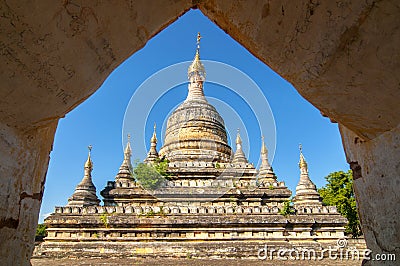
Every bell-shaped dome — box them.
[159,33,232,163]
[159,100,232,163]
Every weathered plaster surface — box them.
[0,121,57,265]
[0,0,192,131]
[198,0,400,140]
[340,124,400,265]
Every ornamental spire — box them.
[124,134,132,158]
[84,145,93,169]
[260,136,271,170]
[236,128,242,145]
[186,32,206,102]
[67,145,100,206]
[197,32,202,48]
[261,136,267,154]
[299,144,308,173]
[115,135,133,179]
[232,129,248,164]
[258,136,276,181]
[187,32,206,80]
[145,123,159,164]
[151,123,157,144]
[293,144,322,207]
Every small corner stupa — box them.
[66,145,100,207]
[115,135,133,179]
[42,33,347,259]
[144,124,159,164]
[257,136,277,183]
[293,144,323,208]
[232,129,248,164]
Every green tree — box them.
[133,158,169,190]
[153,157,170,177]
[100,213,109,228]
[279,199,295,217]
[318,170,362,237]
[36,223,47,237]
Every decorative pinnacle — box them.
[151,123,157,144]
[299,143,308,169]
[124,134,132,156]
[261,136,267,154]
[188,32,206,80]
[236,128,242,145]
[85,145,93,169]
[197,32,202,49]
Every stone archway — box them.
[0,1,398,265]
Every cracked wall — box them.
[0,121,57,264]
[341,124,400,265]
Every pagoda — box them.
[40,33,347,259]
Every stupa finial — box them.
[197,32,202,49]
[293,143,322,207]
[124,134,132,157]
[151,123,157,144]
[188,32,206,81]
[299,143,308,170]
[232,128,248,164]
[236,128,242,145]
[85,145,93,169]
[67,144,100,206]
[261,136,268,154]
[145,123,159,163]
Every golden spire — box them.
[124,134,132,156]
[145,123,159,163]
[232,128,248,164]
[258,135,274,178]
[116,134,133,178]
[84,145,93,169]
[236,128,242,145]
[197,32,202,47]
[151,123,157,144]
[188,32,206,80]
[299,144,308,169]
[67,144,100,206]
[261,135,268,154]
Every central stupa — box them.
[159,33,232,163]
[40,33,347,260]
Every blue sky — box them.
[39,10,349,222]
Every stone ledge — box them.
[52,205,339,215]
[33,240,365,259]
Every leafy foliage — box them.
[100,213,109,228]
[279,199,295,216]
[133,157,169,190]
[143,207,165,218]
[36,223,47,237]
[153,157,171,177]
[318,170,362,237]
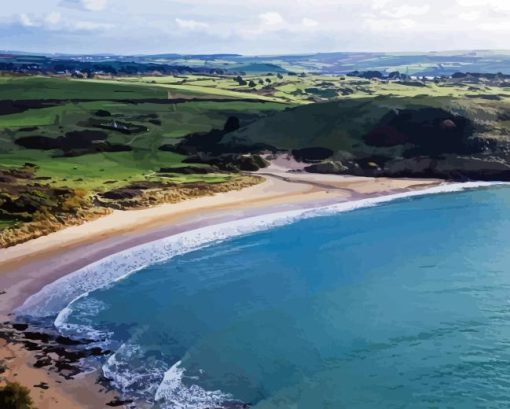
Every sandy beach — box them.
[0,165,441,408]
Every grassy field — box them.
[2,72,510,238]
[0,76,168,100]
[2,73,510,190]
[0,75,288,195]
[117,73,510,104]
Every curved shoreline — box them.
[0,173,441,318]
[0,172,443,409]
[19,179,500,322]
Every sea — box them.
[17,182,510,408]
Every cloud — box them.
[45,12,62,26]
[2,0,510,55]
[478,21,510,31]
[15,11,112,32]
[175,18,209,30]
[60,0,108,11]
[457,0,510,12]
[459,10,480,21]
[302,18,319,28]
[380,4,430,18]
[19,13,37,27]
[364,17,417,31]
[259,12,285,26]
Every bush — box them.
[0,382,35,409]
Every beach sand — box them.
[0,167,441,408]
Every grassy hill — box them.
[223,95,510,179]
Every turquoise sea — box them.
[20,184,510,408]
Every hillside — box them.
[222,96,510,180]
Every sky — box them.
[0,0,509,55]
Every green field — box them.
[2,72,510,239]
[0,76,288,193]
[2,73,510,191]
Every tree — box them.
[248,80,256,87]
[0,382,35,409]
[277,73,284,79]
[265,78,272,84]
[234,75,247,86]
[258,79,264,85]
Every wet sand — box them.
[0,170,441,408]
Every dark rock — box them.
[382,155,510,181]
[106,398,134,407]
[23,341,42,351]
[34,358,52,368]
[24,332,51,343]
[11,323,28,331]
[292,147,333,163]
[33,382,49,390]
[101,188,142,200]
[305,161,348,174]
[55,335,86,346]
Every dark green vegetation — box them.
[0,382,34,409]
[224,95,510,180]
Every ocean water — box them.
[20,184,510,408]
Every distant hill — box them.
[3,50,510,76]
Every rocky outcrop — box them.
[305,155,510,181]
[382,156,510,181]
[292,147,334,163]
[305,161,348,174]
[183,153,269,172]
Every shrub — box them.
[0,382,35,409]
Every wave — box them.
[17,181,503,321]
[154,361,234,409]
[14,180,507,407]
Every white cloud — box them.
[459,10,480,21]
[381,4,430,18]
[45,11,62,26]
[364,17,417,31]
[16,10,112,32]
[73,20,111,30]
[19,13,37,27]
[175,18,209,30]
[478,21,510,31]
[83,0,107,11]
[457,0,510,11]
[259,12,285,26]
[60,0,108,12]
[372,0,392,9]
[2,0,510,54]
[302,17,319,27]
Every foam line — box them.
[16,181,504,321]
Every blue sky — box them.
[1,0,509,55]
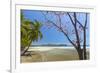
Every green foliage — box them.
[21,12,43,50]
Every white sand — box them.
[21,47,89,63]
[28,46,74,52]
[29,46,89,52]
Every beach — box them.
[21,47,89,63]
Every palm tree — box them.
[21,11,43,55]
[21,12,30,51]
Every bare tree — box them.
[41,11,88,60]
[76,13,88,60]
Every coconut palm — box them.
[21,12,31,51]
[21,12,43,55]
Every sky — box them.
[21,10,90,46]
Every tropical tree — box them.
[21,11,43,56]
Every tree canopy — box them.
[21,11,43,55]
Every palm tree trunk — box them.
[21,39,33,56]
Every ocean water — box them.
[29,46,89,52]
[30,45,90,48]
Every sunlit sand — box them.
[21,47,89,63]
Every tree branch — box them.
[67,12,75,26]
[85,13,88,28]
[73,12,81,48]
[76,19,84,29]
[42,12,78,49]
[46,19,77,49]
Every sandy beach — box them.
[21,47,89,63]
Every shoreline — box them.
[29,46,89,52]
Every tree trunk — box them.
[83,28,87,60]
[76,48,83,60]
[21,40,33,56]
[79,49,83,60]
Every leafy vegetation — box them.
[21,11,43,55]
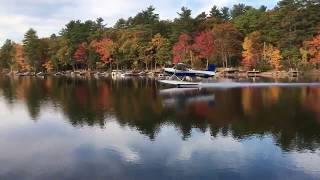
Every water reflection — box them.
[0,76,320,179]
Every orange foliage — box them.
[91,38,115,64]
[242,32,261,69]
[304,32,320,65]
[265,45,282,70]
[42,60,54,72]
[150,33,165,48]
[15,44,29,71]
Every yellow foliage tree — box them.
[242,31,262,69]
[42,60,54,72]
[265,45,282,70]
[242,37,253,68]
[149,33,170,69]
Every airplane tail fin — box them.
[207,64,216,72]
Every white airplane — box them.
[163,63,216,78]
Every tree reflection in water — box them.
[0,76,320,152]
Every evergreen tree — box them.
[0,39,16,72]
[231,3,252,19]
[23,28,42,71]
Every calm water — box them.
[0,76,320,180]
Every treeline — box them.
[0,0,320,73]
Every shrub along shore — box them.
[0,1,320,75]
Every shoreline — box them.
[1,69,320,79]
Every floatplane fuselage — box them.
[160,63,216,87]
[163,63,216,78]
[163,68,216,78]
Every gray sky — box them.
[0,0,279,44]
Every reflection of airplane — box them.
[159,81,320,89]
[159,88,215,107]
[164,63,216,78]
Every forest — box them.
[0,0,320,73]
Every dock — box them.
[289,70,300,77]
[247,70,261,77]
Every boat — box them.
[122,70,146,77]
[164,63,216,78]
[111,70,123,78]
[94,72,107,78]
[36,72,46,76]
[16,72,34,76]
[54,72,64,76]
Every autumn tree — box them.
[60,19,105,69]
[91,38,115,67]
[42,61,54,72]
[192,32,215,69]
[172,33,191,65]
[304,32,320,66]
[154,36,171,68]
[117,29,144,69]
[15,44,29,71]
[265,44,282,70]
[242,31,262,69]
[0,1,319,72]
[38,38,50,72]
[147,33,171,70]
[242,37,254,68]
[212,22,242,68]
[56,37,72,70]
[74,42,88,69]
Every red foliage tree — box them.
[91,39,115,64]
[74,43,88,63]
[192,32,215,69]
[172,33,191,64]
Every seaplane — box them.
[159,63,320,88]
[159,63,216,87]
[163,63,216,78]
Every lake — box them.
[0,76,320,180]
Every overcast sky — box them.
[0,0,279,44]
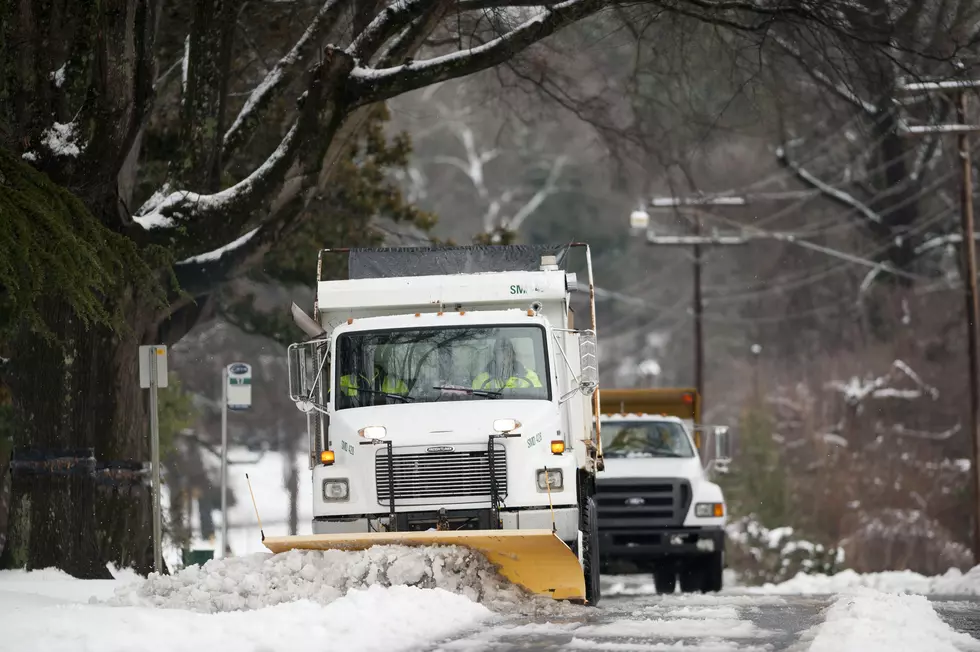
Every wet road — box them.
[426,581,980,652]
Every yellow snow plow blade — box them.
[262,528,586,602]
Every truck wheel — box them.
[678,562,704,593]
[653,566,675,595]
[582,495,601,606]
[702,552,723,593]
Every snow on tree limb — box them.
[136,122,301,230]
[775,144,883,226]
[178,228,261,264]
[347,0,436,62]
[770,34,879,116]
[222,0,350,159]
[347,0,607,105]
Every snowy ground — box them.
[3,552,980,652]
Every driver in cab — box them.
[472,339,543,392]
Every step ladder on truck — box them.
[270,244,606,605]
[595,388,733,594]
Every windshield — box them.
[600,420,696,459]
[333,324,551,409]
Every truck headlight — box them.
[695,502,724,518]
[536,469,563,491]
[358,425,387,439]
[322,479,350,501]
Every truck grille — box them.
[595,478,691,528]
[375,447,507,506]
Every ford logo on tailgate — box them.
[427,446,454,453]
[625,497,646,506]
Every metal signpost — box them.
[139,344,168,574]
[220,362,252,558]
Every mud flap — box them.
[262,528,586,602]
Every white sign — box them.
[227,362,252,410]
[139,345,168,388]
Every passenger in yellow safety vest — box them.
[339,364,409,398]
[472,339,543,391]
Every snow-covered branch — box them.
[914,231,980,256]
[222,0,349,159]
[827,359,939,409]
[771,35,878,116]
[347,0,438,62]
[347,0,606,105]
[507,155,566,231]
[137,122,302,230]
[138,46,356,258]
[775,144,883,226]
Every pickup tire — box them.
[582,495,602,606]
[702,551,724,593]
[678,562,704,593]
[653,566,676,594]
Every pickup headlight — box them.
[695,502,725,518]
[536,469,563,491]
[322,479,350,501]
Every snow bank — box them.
[0,564,140,604]
[800,587,980,652]
[746,565,980,595]
[104,545,574,617]
[3,585,492,652]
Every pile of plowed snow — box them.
[102,545,580,618]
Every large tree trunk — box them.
[7,295,157,578]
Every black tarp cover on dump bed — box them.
[346,244,572,279]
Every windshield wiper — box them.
[353,387,415,403]
[432,385,502,399]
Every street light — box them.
[629,209,650,231]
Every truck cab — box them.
[595,388,732,594]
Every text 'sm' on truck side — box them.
[596,388,733,594]
[266,244,606,605]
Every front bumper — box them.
[599,525,725,559]
[313,505,579,542]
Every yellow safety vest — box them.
[339,371,408,397]
[472,368,543,391]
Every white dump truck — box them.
[596,388,731,594]
[272,245,605,605]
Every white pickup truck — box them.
[596,388,731,594]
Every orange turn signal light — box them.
[550,440,565,455]
[320,450,335,465]
[713,503,725,517]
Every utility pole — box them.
[692,214,705,401]
[896,77,980,566]
[958,93,980,568]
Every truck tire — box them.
[678,562,704,593]
[702,551,723,593]
[653,566,675,594]
[582,495,601,606]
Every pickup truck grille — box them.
[595,478,691,528]
[375,447,507,506]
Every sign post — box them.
[139,345,168,574]
[220,362,251,558]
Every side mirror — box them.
[714,425,732,462]
[288,340,327,412]
[579,329,598,394]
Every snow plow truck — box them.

········

EXERCISE:
Repeat only the lines from the one holding "Every truck cab — box them." through the last line of the data.

RESULT:
Every truck cab — box them.
[595,388,732,594]
Every text 'sm' on truck side — box them.
[596,388,733,594]
[266,244,606,605]
Every front bumper — box them.
[599,525,725,559]
[313,505,579,542]
Every yellow safety vest — box them.
[339,371,408,397]
[472,368,543,391]
Every white dump truck — box them.
[596,388,731,594]
[272,245,605,605]
Every white pickup truck — box them.
[596,388,731,594]
Every orange turn signal light — box them.
[550,440,565,455]
[320,450,335,465]
[713,503,725,517]
Every utility pole — box them.
[692,214,705,401]
[896,77,980,566]
[958,93,980,568]
Every truck tire — box them.
[678,562,704,593]
[702,551,723,593]
[653,566,675,594]
[582,495,601,606]
Every pickup truck grille — box them.
[595,478,691,528]
[375,447,507,506]
Every sign post — box them.
[139,345,168,574]
[220,362,251,558]
Every side mirror — box them.
[714,425,732,462]
[288,340,327,412]
[579,329,598,394]
Every snow plow truck — box them.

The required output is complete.